Gestellte Aufgabe A: Kopiere aus dem Artikel über den alten Waggon wortgetreu den Abschnitt, der mit „Historisches Fahrzeug kam“ beginnt und mit „nicht so einfach.“ endet.
Gestellte Aufgabe B: Schreib sämtliche Zeilen aller Einträge unverändert nieder und lass die Bilder dabei weg.

Zu lesender Text:
______________________________

Nummer 58: Alter Wagen soll neue Heimat finden

Historisches Fahrzeug kam in den Garten der weißen Villa

Der Güterzugbegleitwagen am Haken des Krans im Güterbahnhof. Das Absetzen auf dem Straßenroller war gar nicht so einfach.

Etwashausen (Eig.Ber.) Mit großem Aufwand ist am Dienstag ein ausgedienter Waggon vom Güterbahnhof in die Siedlung transportiert worden. Er soll im Garten der Villa von Gerhard S. eine neue Heimat finden. Noch ist aber nicht sicher, ob daraus ein dauerhaf- ter Aufenthalt wird. Dem Nachbarn Dr. Löther ist die Aktion gar nicht recht.

______________________________

Datenzeilen:
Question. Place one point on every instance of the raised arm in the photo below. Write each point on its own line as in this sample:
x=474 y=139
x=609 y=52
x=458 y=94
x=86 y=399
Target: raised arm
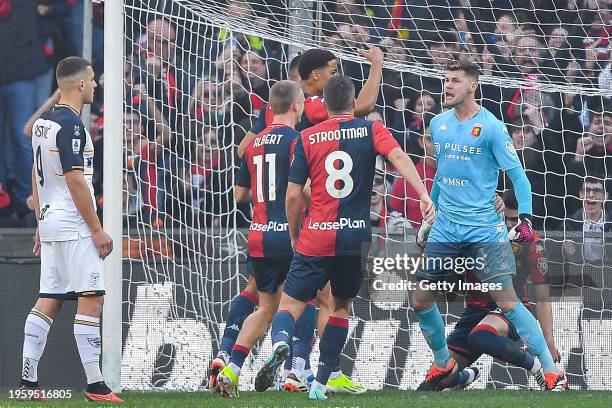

______________________________

Antwort A:
Historisches Fahrzeug kam in den Garten der weißen Villa

Der Güterzugbegleitwagen am Haken des Krans im Güterbahnhof. Das Absetzen auf dem Straßenroller war gar nicht so einfach.

Antwort B:
Question. Place one point on every instance of the raised arm in the photo below. Write each point on its own line as in this sample:
x=474 y=139
x=609 y=52
x=458 y=94
x=86 y=399
Target: raised arm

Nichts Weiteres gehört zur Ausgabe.